>> START Supplied data
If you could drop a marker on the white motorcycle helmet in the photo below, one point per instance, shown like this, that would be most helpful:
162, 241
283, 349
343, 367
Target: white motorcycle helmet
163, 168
>> END Supplied data
>> START Supplied data
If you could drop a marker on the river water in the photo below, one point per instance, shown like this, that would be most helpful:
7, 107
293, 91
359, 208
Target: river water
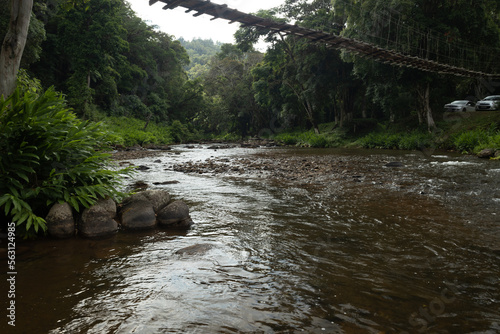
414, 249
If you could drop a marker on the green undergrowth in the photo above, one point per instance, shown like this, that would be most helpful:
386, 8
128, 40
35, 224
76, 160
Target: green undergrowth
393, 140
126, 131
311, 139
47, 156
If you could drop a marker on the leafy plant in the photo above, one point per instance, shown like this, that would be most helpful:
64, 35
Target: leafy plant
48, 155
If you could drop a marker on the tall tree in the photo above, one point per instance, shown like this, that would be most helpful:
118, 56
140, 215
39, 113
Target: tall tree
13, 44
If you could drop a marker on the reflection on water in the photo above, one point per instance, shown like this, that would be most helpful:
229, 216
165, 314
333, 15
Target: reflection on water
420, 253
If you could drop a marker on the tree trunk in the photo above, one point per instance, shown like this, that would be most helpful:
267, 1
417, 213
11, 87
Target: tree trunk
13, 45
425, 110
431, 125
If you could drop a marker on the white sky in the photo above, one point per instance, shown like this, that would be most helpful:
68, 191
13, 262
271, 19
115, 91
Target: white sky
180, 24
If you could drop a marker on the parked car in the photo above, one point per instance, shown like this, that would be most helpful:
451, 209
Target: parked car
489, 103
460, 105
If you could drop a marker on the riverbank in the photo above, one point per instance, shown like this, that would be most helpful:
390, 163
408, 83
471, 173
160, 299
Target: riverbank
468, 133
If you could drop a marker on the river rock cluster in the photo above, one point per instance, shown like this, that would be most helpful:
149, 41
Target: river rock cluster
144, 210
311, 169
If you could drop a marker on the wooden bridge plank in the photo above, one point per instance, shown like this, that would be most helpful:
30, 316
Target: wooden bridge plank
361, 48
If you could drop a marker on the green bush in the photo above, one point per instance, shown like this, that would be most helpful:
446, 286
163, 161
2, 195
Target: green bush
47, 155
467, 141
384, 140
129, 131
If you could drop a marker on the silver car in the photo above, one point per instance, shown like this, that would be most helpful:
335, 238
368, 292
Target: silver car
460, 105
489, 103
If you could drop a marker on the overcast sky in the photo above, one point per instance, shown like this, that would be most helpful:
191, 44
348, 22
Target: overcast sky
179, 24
>> END Supplied data
## Your goal
Gather every line in the entries above that contains the word "wooden".

## Response
If you could drop a marker on the wooden bridge plank in the photo above, one point per instance, shown like this, that would be most helpful:
Target: wooden bridge plank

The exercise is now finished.